| Assigned task |
Taking the line that contains "of the domed" as the first and the final line of the records as the last, write out every line between them exactly, ends included, and nothing else.

| Items listed in a dataset |
§ §

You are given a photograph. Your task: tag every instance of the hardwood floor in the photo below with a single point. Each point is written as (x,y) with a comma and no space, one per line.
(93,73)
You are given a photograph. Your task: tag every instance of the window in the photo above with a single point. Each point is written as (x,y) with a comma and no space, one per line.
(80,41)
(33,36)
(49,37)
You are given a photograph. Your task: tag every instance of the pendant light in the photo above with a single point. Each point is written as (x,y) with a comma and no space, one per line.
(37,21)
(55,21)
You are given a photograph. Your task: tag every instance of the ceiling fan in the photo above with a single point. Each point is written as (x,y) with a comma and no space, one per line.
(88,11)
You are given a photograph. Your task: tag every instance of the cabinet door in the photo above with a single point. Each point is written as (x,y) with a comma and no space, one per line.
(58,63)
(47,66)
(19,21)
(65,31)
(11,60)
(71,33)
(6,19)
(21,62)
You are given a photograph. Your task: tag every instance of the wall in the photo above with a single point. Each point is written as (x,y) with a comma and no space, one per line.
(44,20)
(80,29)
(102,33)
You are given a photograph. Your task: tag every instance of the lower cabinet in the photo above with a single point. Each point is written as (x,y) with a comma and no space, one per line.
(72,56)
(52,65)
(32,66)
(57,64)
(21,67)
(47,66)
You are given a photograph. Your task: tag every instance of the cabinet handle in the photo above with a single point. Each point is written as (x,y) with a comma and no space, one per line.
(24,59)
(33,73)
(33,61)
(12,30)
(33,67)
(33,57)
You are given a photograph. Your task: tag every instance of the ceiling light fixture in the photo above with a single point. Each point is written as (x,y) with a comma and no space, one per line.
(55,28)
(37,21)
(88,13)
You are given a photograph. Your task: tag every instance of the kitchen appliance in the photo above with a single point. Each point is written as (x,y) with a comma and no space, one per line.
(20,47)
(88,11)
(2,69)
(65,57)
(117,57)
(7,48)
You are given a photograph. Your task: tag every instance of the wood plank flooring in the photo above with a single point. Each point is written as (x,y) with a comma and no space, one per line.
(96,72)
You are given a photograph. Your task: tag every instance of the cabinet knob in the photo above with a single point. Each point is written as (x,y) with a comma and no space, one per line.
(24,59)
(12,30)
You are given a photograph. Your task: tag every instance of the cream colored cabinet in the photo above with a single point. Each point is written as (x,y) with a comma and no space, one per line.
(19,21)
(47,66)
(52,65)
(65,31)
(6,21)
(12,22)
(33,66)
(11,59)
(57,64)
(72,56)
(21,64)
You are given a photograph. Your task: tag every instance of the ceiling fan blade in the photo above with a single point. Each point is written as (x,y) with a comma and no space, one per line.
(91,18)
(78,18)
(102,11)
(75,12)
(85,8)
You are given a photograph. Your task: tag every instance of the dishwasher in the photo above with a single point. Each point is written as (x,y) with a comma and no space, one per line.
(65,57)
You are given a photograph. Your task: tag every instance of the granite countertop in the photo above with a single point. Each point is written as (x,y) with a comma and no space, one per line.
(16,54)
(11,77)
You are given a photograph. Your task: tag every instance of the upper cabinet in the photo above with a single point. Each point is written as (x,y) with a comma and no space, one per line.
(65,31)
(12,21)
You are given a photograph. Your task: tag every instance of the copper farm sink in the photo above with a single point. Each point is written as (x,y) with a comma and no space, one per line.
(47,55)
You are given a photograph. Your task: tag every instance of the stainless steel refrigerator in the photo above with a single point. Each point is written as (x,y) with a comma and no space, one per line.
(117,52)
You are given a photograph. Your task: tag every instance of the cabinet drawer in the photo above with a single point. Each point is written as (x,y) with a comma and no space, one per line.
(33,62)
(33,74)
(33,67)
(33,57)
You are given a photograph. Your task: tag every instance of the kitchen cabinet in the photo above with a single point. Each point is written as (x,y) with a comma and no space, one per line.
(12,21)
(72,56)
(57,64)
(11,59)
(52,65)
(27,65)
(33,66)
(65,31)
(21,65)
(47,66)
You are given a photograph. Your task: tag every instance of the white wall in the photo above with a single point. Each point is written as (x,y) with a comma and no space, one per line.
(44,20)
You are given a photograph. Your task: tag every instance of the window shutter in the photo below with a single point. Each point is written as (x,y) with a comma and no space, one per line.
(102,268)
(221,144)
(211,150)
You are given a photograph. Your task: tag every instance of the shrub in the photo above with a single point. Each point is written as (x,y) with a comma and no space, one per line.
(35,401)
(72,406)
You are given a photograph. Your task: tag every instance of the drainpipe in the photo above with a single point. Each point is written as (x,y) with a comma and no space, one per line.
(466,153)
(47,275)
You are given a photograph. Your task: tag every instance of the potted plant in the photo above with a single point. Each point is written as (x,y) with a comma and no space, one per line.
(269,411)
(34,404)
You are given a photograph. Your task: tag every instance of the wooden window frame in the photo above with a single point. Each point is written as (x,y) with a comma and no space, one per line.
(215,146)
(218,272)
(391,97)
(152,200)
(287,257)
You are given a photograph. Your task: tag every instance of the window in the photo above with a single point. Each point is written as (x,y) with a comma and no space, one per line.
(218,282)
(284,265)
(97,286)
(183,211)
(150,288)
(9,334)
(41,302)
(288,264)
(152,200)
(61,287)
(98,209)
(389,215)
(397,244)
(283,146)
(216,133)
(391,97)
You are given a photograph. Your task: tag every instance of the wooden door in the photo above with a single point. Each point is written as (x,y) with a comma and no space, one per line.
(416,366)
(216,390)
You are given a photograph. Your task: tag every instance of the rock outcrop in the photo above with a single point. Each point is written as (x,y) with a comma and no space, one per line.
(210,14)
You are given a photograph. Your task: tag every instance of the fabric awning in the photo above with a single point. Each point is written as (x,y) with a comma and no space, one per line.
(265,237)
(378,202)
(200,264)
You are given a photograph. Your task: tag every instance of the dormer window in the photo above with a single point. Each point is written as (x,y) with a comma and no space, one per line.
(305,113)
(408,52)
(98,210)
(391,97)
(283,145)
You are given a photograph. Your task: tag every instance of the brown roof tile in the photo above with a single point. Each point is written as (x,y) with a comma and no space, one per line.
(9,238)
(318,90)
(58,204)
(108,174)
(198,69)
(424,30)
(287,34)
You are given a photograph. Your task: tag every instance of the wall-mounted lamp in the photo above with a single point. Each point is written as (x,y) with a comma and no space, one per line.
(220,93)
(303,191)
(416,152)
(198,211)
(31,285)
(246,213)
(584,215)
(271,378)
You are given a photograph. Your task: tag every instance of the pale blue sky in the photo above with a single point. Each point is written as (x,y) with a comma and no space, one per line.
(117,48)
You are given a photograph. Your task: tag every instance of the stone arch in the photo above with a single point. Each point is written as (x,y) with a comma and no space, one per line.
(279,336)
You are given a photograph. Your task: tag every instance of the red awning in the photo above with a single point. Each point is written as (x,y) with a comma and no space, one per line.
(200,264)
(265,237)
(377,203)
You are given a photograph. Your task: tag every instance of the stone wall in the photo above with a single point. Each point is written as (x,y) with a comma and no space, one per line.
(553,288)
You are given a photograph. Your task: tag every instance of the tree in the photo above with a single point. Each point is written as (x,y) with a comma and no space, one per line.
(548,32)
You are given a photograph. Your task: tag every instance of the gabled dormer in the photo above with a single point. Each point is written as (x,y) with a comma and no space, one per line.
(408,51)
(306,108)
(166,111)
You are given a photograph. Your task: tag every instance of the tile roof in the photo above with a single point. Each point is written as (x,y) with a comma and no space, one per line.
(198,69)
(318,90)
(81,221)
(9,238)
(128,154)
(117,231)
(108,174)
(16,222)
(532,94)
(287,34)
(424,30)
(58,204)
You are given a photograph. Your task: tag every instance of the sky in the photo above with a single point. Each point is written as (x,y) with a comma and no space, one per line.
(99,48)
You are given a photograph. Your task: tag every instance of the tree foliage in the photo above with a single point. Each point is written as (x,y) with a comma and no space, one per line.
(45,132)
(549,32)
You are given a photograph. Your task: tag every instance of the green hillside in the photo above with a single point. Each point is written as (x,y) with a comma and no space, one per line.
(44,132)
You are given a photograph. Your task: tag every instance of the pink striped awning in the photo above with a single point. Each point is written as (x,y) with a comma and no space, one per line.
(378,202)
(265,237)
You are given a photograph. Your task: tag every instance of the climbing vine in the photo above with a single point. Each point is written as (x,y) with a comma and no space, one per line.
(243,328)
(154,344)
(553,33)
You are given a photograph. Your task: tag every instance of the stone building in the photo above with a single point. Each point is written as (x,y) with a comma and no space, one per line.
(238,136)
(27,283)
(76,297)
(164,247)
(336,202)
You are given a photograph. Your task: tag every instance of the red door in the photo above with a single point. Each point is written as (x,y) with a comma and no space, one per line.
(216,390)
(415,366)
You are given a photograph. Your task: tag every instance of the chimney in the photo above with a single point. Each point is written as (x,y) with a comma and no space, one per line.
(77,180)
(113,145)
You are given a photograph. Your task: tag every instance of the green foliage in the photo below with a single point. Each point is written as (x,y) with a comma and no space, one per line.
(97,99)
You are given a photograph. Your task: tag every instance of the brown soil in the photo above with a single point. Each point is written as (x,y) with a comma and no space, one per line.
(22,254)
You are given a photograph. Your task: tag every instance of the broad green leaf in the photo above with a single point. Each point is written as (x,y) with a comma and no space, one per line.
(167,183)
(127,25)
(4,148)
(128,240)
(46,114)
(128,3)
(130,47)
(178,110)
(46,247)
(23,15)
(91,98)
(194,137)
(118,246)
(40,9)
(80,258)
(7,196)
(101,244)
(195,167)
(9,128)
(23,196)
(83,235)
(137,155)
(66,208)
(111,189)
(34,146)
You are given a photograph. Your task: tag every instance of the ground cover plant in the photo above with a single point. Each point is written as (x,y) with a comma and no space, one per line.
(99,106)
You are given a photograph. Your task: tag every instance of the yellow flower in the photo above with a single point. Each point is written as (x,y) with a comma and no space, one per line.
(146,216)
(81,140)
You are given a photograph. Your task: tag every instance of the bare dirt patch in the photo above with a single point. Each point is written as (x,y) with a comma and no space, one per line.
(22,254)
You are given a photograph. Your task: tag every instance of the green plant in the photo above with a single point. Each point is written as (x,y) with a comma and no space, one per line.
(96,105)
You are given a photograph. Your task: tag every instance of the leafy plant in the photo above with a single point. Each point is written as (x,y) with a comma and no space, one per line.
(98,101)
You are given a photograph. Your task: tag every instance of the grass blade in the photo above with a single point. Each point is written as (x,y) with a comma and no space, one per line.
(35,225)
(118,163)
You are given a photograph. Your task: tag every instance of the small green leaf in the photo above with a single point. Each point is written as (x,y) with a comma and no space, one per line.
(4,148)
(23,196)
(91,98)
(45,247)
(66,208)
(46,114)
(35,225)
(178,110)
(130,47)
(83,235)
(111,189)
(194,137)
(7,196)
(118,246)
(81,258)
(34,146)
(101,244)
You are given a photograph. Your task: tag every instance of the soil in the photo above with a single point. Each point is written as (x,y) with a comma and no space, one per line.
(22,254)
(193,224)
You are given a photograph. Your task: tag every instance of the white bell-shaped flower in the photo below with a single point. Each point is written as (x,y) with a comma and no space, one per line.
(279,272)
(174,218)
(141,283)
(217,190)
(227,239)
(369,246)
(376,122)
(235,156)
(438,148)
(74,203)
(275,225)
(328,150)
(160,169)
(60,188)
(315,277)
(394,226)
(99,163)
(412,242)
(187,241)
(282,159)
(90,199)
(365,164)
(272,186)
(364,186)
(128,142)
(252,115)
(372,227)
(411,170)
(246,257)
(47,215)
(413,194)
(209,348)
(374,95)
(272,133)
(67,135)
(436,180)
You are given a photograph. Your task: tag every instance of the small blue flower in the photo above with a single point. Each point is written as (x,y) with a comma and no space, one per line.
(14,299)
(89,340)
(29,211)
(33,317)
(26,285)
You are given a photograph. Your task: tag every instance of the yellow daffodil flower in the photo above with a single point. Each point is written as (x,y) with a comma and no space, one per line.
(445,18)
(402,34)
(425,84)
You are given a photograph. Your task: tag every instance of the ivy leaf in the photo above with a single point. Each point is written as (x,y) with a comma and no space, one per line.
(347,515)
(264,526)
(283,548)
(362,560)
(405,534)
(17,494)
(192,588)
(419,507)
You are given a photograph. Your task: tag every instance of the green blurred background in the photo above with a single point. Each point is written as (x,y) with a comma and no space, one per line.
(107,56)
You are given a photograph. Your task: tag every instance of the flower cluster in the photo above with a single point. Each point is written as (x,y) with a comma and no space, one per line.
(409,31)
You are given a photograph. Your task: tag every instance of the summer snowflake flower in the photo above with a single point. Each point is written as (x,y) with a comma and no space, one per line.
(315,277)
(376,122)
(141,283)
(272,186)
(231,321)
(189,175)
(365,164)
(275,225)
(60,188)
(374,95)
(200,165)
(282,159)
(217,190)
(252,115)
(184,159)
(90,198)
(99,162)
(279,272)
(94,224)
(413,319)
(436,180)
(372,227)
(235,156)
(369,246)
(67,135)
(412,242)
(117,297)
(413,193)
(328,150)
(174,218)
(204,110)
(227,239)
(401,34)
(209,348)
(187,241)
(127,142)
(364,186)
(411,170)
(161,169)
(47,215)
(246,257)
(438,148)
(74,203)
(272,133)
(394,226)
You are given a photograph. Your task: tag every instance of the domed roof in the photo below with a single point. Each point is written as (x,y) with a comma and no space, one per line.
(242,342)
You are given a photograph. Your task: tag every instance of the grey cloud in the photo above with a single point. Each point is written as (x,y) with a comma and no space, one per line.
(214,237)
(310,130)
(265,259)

§ §

| Answer for this exercise |
You are given a photograph. Your task: tag every instance of the domed roof in the photo below with a single point. Each point is written as (x,y) with a comma and no space, one per line.
(242,342)
You are given a photograph. Your task: tag every instance of the grey cloud in the photo above with a single point. Each point is written as (x,y) with a comma and no space, one per line.
(214,237)
(310,130)
(265,259)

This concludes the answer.